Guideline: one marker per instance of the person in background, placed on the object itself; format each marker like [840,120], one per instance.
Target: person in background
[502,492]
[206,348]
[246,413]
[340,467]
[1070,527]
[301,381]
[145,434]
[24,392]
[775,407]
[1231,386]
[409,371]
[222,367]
________________
YOUR INSTRUCTIONS ->
Go through the entries and repeat each one exactly.

THE SOLUTION ->
Guideline: one marker per instance of the person in background, placed on the object itself; format each marker like [840,120], one per instance.
Target: person in background
[502,492]
[206,348]
[246,413]
[340,467]
[1070,527]
[301,381]
[145,434]
[24,392]
[775,407]
[1231,386]
[409,371]
[222,367]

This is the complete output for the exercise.